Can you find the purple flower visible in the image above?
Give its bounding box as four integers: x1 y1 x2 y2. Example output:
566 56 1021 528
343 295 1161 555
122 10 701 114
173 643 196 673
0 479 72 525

Directions:
Write out all of the data above again, requests included, with every bounding-box coordinate in the answers multiplied by 0.6 and rounded to a whole number, halves rounding up. Leave the numbers in the requests and their format samples unchanged.

Expected answer:
Can you find the purple flower visible in the image above?
Give its bounding box as four integers: x1 y1 x2 y2. Example output:
566 56 1021 528
343 295 1161 555
122 10 701 114
104 386 118 404
0 287 43 315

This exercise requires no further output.